Pull out every line in the rows below that contains the word "chrome".

- _DATA EXCERPTS_:
────────────────────

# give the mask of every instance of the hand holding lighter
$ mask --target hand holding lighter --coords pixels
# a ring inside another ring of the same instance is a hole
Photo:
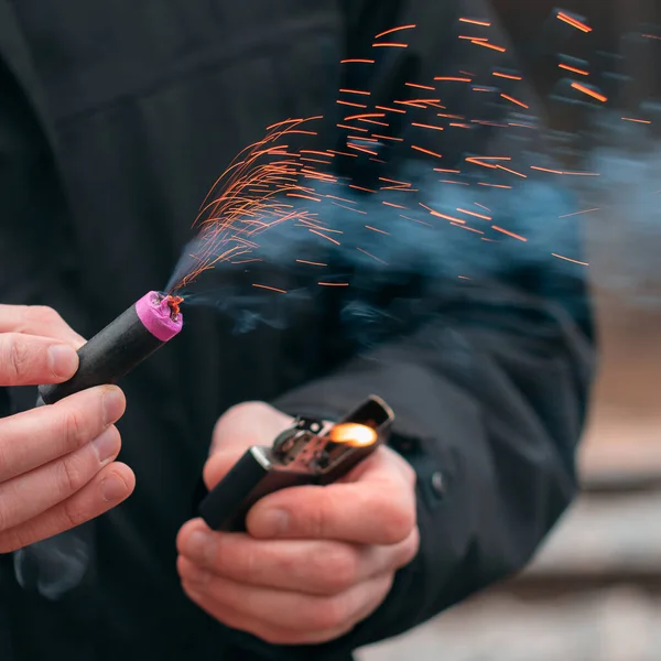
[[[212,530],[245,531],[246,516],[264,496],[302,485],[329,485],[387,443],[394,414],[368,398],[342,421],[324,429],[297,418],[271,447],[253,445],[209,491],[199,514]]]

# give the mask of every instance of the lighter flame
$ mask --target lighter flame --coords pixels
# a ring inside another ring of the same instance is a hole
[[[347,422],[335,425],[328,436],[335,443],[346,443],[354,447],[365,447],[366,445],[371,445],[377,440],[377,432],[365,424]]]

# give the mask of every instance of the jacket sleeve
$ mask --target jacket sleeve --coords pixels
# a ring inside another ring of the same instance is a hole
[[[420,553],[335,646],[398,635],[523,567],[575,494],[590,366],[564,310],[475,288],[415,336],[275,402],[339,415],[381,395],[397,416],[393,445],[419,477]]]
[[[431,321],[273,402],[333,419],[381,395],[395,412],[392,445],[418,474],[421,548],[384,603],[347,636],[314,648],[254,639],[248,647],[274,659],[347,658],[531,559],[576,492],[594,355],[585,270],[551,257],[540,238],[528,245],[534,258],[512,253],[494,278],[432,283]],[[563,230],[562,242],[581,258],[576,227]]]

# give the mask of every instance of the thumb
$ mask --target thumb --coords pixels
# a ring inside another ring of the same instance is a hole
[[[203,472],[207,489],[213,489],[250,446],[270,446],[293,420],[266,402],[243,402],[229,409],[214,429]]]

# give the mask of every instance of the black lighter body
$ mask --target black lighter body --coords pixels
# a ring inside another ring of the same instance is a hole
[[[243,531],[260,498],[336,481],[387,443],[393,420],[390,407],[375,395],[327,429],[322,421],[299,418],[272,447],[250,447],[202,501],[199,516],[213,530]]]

────────────────────

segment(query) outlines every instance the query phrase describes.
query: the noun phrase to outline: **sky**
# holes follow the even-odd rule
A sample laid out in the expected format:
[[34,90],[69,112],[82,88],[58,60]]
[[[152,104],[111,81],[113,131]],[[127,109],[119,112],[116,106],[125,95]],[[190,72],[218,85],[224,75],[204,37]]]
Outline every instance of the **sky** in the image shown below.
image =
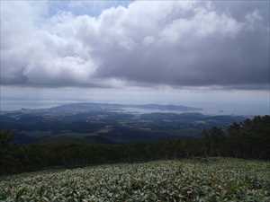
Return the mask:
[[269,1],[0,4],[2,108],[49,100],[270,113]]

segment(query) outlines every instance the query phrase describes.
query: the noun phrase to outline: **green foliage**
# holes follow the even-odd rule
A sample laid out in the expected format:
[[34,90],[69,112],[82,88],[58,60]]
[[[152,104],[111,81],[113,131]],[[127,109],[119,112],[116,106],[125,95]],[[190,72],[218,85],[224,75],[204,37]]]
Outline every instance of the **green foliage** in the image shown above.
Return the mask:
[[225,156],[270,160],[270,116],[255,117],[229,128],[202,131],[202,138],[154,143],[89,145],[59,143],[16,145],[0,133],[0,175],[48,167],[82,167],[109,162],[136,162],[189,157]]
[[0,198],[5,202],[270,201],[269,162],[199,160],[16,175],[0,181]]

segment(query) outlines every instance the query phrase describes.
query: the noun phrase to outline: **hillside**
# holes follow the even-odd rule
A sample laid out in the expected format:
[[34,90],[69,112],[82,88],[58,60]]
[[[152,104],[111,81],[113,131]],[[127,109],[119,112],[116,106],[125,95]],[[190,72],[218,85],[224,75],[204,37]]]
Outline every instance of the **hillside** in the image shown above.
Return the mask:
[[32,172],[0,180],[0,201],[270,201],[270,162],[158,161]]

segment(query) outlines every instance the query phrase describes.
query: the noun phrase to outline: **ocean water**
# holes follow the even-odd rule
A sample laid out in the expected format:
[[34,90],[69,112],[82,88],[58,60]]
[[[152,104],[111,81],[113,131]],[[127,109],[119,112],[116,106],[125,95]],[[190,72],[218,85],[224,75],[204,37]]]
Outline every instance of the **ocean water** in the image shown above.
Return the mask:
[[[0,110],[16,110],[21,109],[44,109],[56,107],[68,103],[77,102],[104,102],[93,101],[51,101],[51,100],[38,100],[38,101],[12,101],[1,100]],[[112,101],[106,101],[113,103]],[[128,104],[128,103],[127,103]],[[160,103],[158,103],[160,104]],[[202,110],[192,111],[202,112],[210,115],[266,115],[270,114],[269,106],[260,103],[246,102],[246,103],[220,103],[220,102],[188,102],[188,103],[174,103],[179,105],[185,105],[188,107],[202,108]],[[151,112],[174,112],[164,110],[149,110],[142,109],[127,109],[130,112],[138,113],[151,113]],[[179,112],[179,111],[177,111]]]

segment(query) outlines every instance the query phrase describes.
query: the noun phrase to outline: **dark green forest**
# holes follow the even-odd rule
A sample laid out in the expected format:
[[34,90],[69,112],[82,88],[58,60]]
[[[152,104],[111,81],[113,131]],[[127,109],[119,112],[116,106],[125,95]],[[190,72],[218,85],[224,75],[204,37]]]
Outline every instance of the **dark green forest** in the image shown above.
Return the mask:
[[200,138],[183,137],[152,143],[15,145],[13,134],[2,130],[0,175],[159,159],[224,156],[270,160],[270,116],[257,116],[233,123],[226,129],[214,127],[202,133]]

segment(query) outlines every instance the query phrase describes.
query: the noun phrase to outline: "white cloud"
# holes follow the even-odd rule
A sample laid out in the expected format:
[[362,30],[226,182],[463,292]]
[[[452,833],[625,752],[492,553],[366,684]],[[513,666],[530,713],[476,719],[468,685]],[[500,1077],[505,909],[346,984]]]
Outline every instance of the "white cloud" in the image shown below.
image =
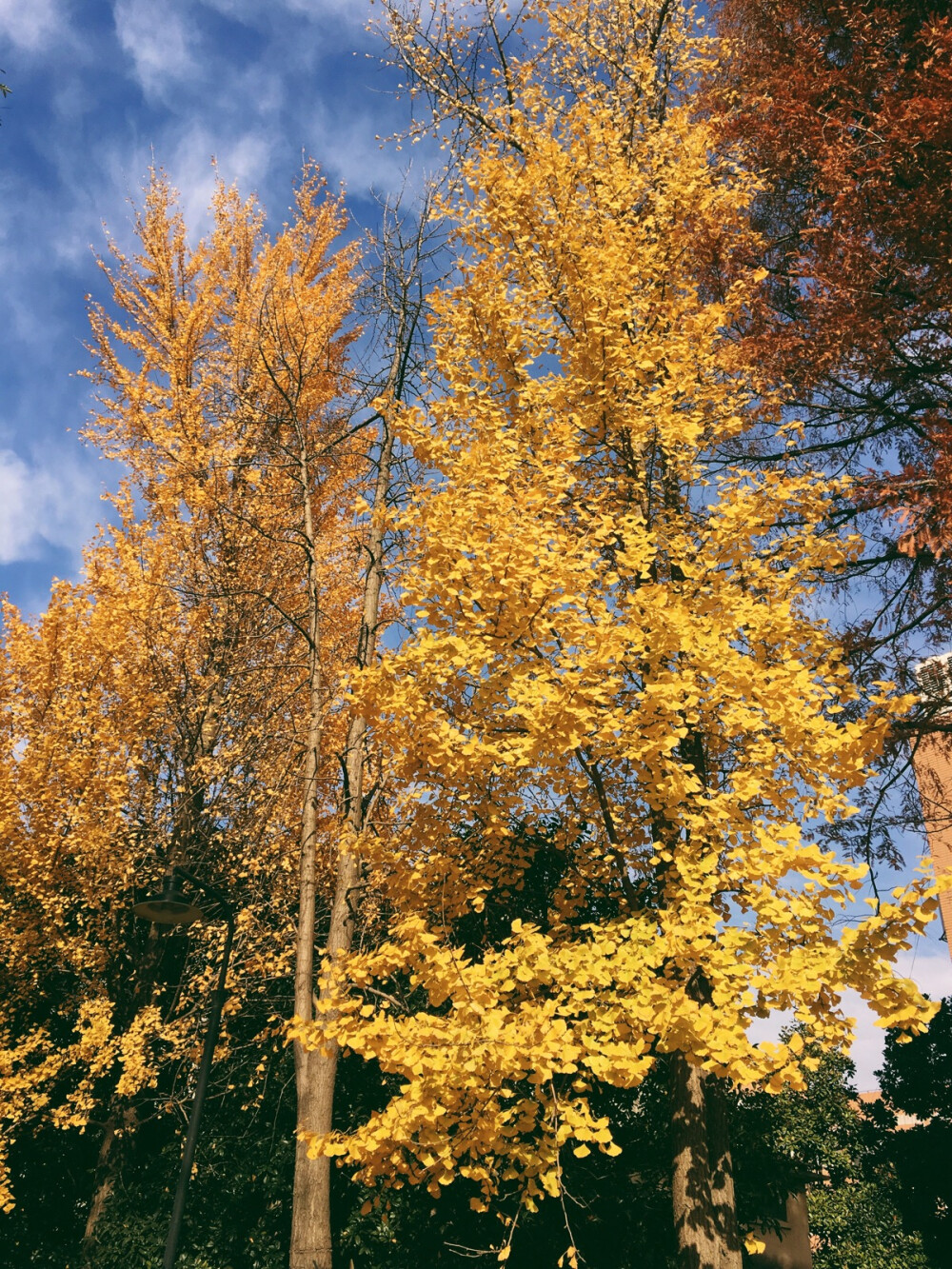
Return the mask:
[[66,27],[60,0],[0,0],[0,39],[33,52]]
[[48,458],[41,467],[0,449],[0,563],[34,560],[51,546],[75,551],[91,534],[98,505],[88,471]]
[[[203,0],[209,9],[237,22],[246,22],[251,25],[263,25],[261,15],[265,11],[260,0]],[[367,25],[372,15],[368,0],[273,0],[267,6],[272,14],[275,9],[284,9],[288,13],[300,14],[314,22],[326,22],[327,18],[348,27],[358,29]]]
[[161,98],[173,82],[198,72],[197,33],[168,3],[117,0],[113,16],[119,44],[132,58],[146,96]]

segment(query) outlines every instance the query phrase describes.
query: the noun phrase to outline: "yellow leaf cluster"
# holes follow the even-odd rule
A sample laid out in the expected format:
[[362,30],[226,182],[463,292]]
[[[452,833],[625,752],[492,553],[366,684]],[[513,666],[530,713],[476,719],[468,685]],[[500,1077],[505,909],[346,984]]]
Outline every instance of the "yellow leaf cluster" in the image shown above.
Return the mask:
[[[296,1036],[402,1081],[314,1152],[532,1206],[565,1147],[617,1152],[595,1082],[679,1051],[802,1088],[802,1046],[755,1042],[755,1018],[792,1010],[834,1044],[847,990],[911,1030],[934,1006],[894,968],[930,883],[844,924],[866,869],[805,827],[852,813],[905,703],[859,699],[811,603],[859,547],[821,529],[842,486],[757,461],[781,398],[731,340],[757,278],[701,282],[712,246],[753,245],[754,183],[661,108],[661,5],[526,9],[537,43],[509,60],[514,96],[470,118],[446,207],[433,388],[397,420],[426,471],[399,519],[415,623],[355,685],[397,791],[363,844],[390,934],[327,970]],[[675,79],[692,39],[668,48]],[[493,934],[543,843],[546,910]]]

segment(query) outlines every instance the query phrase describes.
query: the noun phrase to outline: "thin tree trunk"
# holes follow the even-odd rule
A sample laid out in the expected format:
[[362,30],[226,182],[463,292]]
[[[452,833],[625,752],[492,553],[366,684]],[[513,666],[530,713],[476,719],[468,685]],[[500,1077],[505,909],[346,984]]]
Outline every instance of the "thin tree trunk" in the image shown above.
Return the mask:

────────────────────

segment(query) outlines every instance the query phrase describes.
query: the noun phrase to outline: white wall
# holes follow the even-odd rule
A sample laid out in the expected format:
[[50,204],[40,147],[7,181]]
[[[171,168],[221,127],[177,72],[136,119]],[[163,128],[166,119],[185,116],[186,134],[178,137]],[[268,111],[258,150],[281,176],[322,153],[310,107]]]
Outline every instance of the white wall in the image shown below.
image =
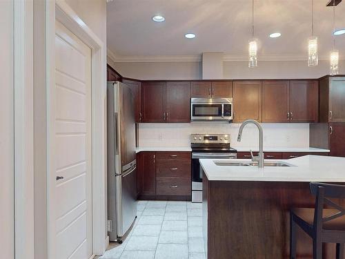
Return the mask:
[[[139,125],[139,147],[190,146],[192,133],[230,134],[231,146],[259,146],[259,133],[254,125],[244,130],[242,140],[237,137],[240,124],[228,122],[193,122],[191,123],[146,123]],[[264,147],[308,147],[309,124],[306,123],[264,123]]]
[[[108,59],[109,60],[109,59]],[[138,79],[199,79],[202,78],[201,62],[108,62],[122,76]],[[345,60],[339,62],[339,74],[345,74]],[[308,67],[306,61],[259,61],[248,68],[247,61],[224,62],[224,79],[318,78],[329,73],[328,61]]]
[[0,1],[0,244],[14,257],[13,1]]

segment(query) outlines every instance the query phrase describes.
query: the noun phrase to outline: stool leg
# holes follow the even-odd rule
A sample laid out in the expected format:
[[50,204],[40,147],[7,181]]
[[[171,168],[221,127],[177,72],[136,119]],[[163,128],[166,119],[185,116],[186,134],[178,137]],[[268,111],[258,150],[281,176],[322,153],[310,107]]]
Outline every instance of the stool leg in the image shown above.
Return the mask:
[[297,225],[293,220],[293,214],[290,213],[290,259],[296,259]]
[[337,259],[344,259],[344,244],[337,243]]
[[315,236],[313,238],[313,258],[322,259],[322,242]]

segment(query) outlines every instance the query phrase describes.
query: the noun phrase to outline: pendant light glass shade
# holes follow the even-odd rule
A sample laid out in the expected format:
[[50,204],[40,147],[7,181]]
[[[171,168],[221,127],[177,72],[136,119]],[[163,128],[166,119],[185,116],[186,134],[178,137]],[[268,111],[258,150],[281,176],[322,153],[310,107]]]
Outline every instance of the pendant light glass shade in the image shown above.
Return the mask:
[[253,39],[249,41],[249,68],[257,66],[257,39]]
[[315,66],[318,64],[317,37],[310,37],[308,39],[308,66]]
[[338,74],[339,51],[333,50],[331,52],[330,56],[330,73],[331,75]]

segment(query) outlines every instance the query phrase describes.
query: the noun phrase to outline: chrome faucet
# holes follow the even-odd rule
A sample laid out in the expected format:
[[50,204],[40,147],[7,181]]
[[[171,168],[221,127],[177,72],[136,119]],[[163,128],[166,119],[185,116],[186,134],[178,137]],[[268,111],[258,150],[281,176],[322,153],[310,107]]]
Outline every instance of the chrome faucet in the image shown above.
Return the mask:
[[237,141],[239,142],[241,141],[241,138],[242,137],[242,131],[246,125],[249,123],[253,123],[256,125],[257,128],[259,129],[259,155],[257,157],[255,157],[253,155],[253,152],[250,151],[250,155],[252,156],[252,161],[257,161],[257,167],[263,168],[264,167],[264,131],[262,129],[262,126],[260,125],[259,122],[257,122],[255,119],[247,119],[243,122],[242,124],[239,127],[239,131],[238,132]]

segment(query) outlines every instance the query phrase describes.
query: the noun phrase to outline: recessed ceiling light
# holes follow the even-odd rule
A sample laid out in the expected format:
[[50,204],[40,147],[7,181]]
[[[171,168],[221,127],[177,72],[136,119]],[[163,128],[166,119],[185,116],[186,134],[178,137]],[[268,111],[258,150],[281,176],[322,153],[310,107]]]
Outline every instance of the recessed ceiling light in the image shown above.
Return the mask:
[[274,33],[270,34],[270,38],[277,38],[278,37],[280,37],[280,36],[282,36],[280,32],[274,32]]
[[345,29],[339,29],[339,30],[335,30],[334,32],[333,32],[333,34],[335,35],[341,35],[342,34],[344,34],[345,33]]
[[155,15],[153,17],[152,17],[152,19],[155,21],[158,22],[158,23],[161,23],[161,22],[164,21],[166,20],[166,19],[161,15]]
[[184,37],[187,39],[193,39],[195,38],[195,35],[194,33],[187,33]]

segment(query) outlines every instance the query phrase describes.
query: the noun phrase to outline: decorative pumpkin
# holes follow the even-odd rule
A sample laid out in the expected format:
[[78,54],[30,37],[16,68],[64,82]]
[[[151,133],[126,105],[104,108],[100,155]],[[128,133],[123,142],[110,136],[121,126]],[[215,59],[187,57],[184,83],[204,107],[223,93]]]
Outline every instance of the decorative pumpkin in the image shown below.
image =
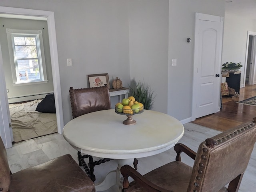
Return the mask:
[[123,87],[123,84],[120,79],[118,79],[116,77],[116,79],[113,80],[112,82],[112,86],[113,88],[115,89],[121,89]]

────────────────────

- _FINAL ANSWER_:
query: the noun phrase to outline: chrome faucet
Outline every instance of the chrome faucet in the image shown above.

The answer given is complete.